:: Raw data ::
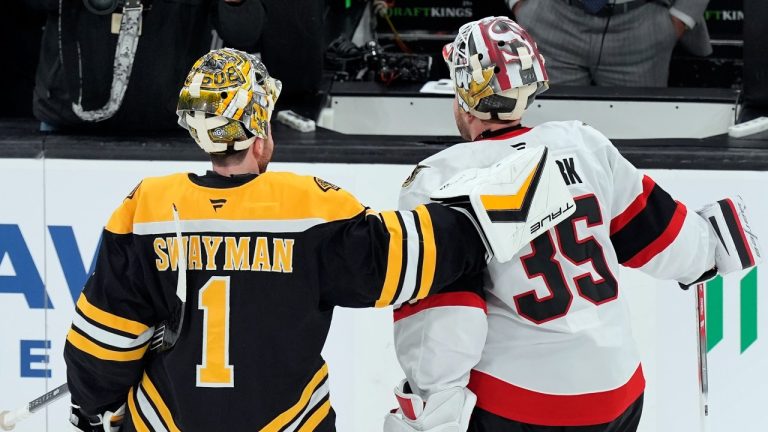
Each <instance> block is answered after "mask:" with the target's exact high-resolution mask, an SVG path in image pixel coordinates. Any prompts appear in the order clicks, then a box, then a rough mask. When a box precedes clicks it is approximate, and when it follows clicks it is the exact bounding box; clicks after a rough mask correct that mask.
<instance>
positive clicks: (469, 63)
mask: <svg viewBox="0 0 768 432" xmlns="http://www.w3.org/2000/svg"><path fill="white" fill-rule="evenodd" d="M443 58H444V59H445V61H446V63H447V64H448V69H450V71H451V80H452V81H453V84H454V86H455V90H456V96H457V100H458V102H459V106H460V107H461V108H462V109H463V110H464V111H466V112H469V113H470V114H472V115H474V116H476V117H478V118H480V119H483V120H491V119H494V120H518V119H519V118H520V117H522V115H523V112H524V111H525V109H526V108H528V106H530V104H531V103H532V102H533V100H534V98H535V97H536V96H537V95H538V94H540V93H542V92H543V91H545V90H547V88H549V85H548V81H549V78H548V76H547V70H546V68H545V67H544V57H542V55H541V54H540V53H539V49H538V47H537V46H536V42H535V41H534V40H533V39H532V38H531V36H530V35H529V34H528V32H527V31H525V29H523V28H522V27H520V26H519V25H518V24H517V23H516V22H514V21H513V20H511V19H509V18H507V17H487V18H483V19H481V20H478V21H472V22H469V23H467V24H464V25H463V26H461V28H460V29H459V34H458V35H456V39H455V40H454V41H453V43H449V44H447V45H445V47H443Z"/></svg>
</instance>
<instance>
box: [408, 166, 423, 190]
mask: <svg viewBox="0 0 768 432" xmlns="http://www.w3.org/2000/svg"><path fill="white" fill-rule="evenodd" d="M424 168H429V167H428V166H426V165H416V168H414V169H413V171H412V172H411V175H409V176H408V178H407V179H405V181H404V182H403V187H404V188H406V187H408V186H410V185H411V183H413V181H414V180H416V176H417V175H419V171H421V170H423V169H424Z"/></svg>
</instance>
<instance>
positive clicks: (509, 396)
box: [468, 366, 645, 426]
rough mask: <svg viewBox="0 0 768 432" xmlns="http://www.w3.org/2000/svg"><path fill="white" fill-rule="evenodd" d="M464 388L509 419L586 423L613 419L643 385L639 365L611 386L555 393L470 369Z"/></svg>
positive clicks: (561, 422) (529, 422)
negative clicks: (626, 376) (604, 390)
mask: <svg viewBox="0 0 768 432" xmlns="http://www.w3.org/2000/svg"><path fill="white" fill-rule="evenodd" d="M468 388H469V389H470V390H472V391H473V392H474V393H475V394H476V395H477V406H478V407H479V408H481V409H484V410H486V411H488V412H491V413H493V414H496V415H497V416H501V417H504V418H507V419H510V420H515V421H518V422H522V423H531V424H537V425H542V426H587V425H597V424H602V423H608V422H611V421H613V420H615V419H616V418H617V417H618V416H620V415H621V413H623V412H624V411H626V409H627V408H628V407H629V406H630V405H632V403H633V402H635V401H636V400H637V398H638V397H640V395H641V394H642V393H643V390H644V389H645V378H644V377H643V369H642V367H641V366H638V367H637V369H636V370H635V372H634V374H632V377H630V378H629V380H628V381H627V382H626V383H625V384H624V385H622V386H621V387H618V388H616V389H613V390H607V391H603V392H596V393H586V394H575V395H557V394H548V393H539V392H536V391H533V390H528V389H525V388H522V387H518V386H516V385H514V384H511V383H508V382H506V381H503V380H501V379H499V378H496V377H494V376H492V375H489V374H487V373H484V372H480V371H478V370H472V372H471V373H470V377H469V386H468Z"/></svg>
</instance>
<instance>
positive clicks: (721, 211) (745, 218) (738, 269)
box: [697, 196, 762, 276]
mask: <svg viewBox="0 0 768 432" xmlns="http://www.w3.org/2000/svg"><path fill="white" fill-rule="evenodd" d="M697 213H698V214H699V215H700V216H701V217H703V218H704V219H706V220H707V222H709V224H710V225H711V226H712V230H713V231H714V233H715V235H716V237H717V246H716V247H715V267H716V269H717V272H718V273H720V274H726V273H730V272H734V271H738V270H744V269H747V268H750V267H754V266H756V265H757V264H758V263H759V262H760V260H761V259H762V256H761V254H760V247H759V245H758V240H757V236H756V235H755V233H754V232H753V231H752V228H751V227H750V226H749V222H748V220H747V214H746V213H747V208H746V205H744V201H743V200H742V198H741V197H740V196H737V197H736V198H734V199H731V198H725V199H722V200H720V201H718V202H716V203H713V204H709V205H707V206H705V207H704V208H702V209H701V210H699V211H698V212H697ZM713 276H714V275H713Z"/></svg>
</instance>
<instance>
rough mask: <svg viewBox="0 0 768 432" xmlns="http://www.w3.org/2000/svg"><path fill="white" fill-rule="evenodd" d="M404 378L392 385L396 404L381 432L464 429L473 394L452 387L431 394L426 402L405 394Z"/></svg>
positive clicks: (468, 424) (426, 431)
mask: <svg viewBox="0 0 768 432" xmlns="http://www.w3.org/2000/svg"><path fill="white" fill-rule="evenodd" d="M406 384H407V380H403V381H401V382H400V385H398V386H397V387H396V388H395V397H396V398H397V402H398V404H399V405H400V408H399V409H397V410H396V411H394V412H392V413H390V414H387V417H386V418H385V419H384V432H465V431H466V430H467V427H468V426H469V417H470V416H471V415H472V410H473V409H474V408H475V403H476V402H477V396H475V394H474V393H472V392H471V391H469V390H468V389H466V388H464V387H452V388H449V389H447V390H443V391H441V392H437V393H435V394H433V395H432V396H431V397H430V398H429V399H428V400H427V401H426V403H425V402H424V401H423V400H422V399H421V397H419V396H418V395H415V394H409V393H405V391H404V389H405V386H406Z"/></svg>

:: What needs to be done ::
Only the text of the entries above, transcribed exactly, should be given; leave out pictures.

:: Answer space ::
Each <instance> block is answered after "mask:" with the target's exact high-resolution mask, an SVG path in image pixel coordinates. Any prompts appear in the order clicks, then a box, then a rough mask. When a box precedes clicks it is approximate, and when it follows clicks it is the exact bounding box; clicks after a rough mask correct that mask.
<instance>
positive clicks: (469, 63)
mask: <svg viewBox="0 0 768 432" xmlns="http://www.w3.org/2000/svg"><path fill="white" fill-rule="evenodd" d="M443 58H444V59H445V61H446V63H447V64H448V69H450V71H451V80H452V81H453V84H454V86H455V90H456V96H457V100H458V102H459V106H460V107H461V108H462V109H463V110H464V111H466V112H469V113H470V114H472V115H474V116H476V117H478V118H480V119H483V120H491V119H494V120H518V119H519V118H520V117H522V115H523V112H524V111H525V109H526V108H528V106H530V104H531V103H532V102H533V100H534V98H535V97H536V96H537V95H538V94H540V93H542V92H543V91H545V90H547V88H549V85H548V81H549V78H548V76H547V70H546V68H545V67H544V57H542V55H541V54H540V53H539V49H538V47H537V46H536V42H535V41H534V40H533V39H532V38H531V36H530V35H529V34H528V32H527V31H525V29H523V28H522V27H520V26H519V25H518V24H517V23H516V22H514V21H513V20H511V19H509V18H507V17H487V18H483V19H481V20H478V21H472V22H469V23H467V24H464V25H463V26H461V28H460V29H459V34H458V35H456V39H455V40H454V41H453V43H449V44H447V45H445V47H443Z"/></svg>
</instance>
<instance>
box: [408, 166, 423, 190]
mask: <svg viewBox="0 0 768 432" xmlns="http://www.w3.org/2000/svg"><path fill="white" fill-rule="evenodd" d="M424 168H429V167H428V166H426V165H416V168H414V169H413V171H412V172H411V175H409V176H408V178H407V179H405V181H404V182H403V187H404V188H406V187H408V186H410V185H411V183H413V181H414V180H416V176H417V175H419V171H421V170H423V169H424Z"/></svg>
</instance>
<instance>
positive clicks: (509, 396)
box: [468, 366, 645, 426]
rough mask: <svg viewBox="0 0 768 432" xmlns="http://www.w3.org/2000/svg"><path fill="white" fill-rule="evenodd" d="M464 388L509 419L586 423L613 419L643 385L639 365L611 386L555 393L470 369Z"/></svg>
positive clicks: (561, 422) (529, 422)
negative clicks: (626, 376) (604, 390)
mask: <svg viewBox="0 0 768 432" xmlns="http://www.w3.org/2000/svg"><path fill="white" fill-rule="evenodd" d="M468 388H469V389H470V390H472V391H473V392H474V393H475V394H476V395H477V406H478V407H479V408H481V409H484V410H486V411H488V412H491V413H493V414H496V415H497V416H501V417H504V418H507V419H510V420H515V421H518V422H522V423H531V424H537V425H542V426H587V425H597V424H602V423H608V422H611V421H613V420H615V419H616V418H617V417H618V416H620V415H621V413H623V412H624V411H626V409H627V408H628V407H629V406H630V405H632V403H633V402H635V401H636V400H637V398H638V397H640V395H641V394H642V393H643V390H644V389H645V378H644V377H643V369H642V367H641V366H638V367H637V369H636V370H635V372H634V374H632V377H630V378H629V380H628V381H627V382H626V383H625V384H624V385H622V386H621V387H618V388H616V389H613V390H607V391H603V392H596V393H586V394H575V395H557V394H548V393H539V392H536V391H533V390H528V389H525V388H522V387H518V386H516V385H514V384H511V383H508V382H506V381H503V380H501V379H499V378H496V377H494V376H492V375H489V374H487V373H484V372H480V371H478V370H472V372H471V373H470V377H469V386H468Z"/></svg>
</instance>
<instance>
positive clicks: (721, 211) (745, 218) (738, 269)
box: [697, 196, 762, 276]
mask: <svg viewBox="0 0 768 432" xmlns="http://www.w3.org/2000/svg"><path fill="white" fill-rule="evenodd" d="M697 213H698V214H699V215H700V216H701V217H703V218H704V219H706V220H707V222H709V224H710V225H711V226H712V230H713V231H714V233H715V235H716V237H717V246H716V247H715V267H716V269H717V272H718V273H720V274H726V273H730V272H734V271H738V270H744V269H747V268H750V267H754V266H756V265H757V264H758V263H759V262H760V260H761V259H762V256H761V254H760V247H759V245H758V240H757V236H756V235H755V233H754V232H753V231H752V228H751V227H750V226H749V222H748V220H747V214H746V213H747V208H746V205H744V201H743V200H742V198H741V197H740V196H737V197H736V198H734V199H731V198H725V199H722V200H720V201H718V202H716V203H713V204H709V205H707V206H705V207H704V208H702V209H701V210H699V211H698V212H697ZM713 276H714V275H713Z"/></svg>
</instance>
<instance>
rough mask: <svg viewBox="0 0 768 432" xmlns="http://www.w3.org/2000/svg"><path fill="white" fill-rule="evenodd" d="M404 378L392 385L396 404L381 432L464 429L473 394L452 387L431 394L426 402L405 394Z"/></svg>
positive clicks: (468, 424) (426, 431)
mask: <svg viewBox="0 0 768 432" xmlns="http://www.w3.org/2000/svg"><path fill="white" fill-rule="evenodd" d="M406 384H407V380H403V381H401V382H400V385H398V386H397V387H396V388H395V397H396V398H397V402H398V404H399V405H400V408H399V409H397V410H396V411H394V412H392V413H390V414H387V417H386V418H385V419H384V432H465V431H466V430H467V427H468V426H469V417H470V416H471V415H472V410H473V409H474V408H475V403H476V402H477V396H475V394H474V393H472V392H471V391H469V390H468V389H466V388H464V387H452V388H449V389H447V390H443V391H441V392H437V393H435V394H433V395H432V396H431V397H430V398H429V399H428V400H427V401H426V403H425V402H424V401H423V400H422V399H421V397H419V396H418V395H415V394H409V393H405V391H404V389H405V386H406Z"/></svg>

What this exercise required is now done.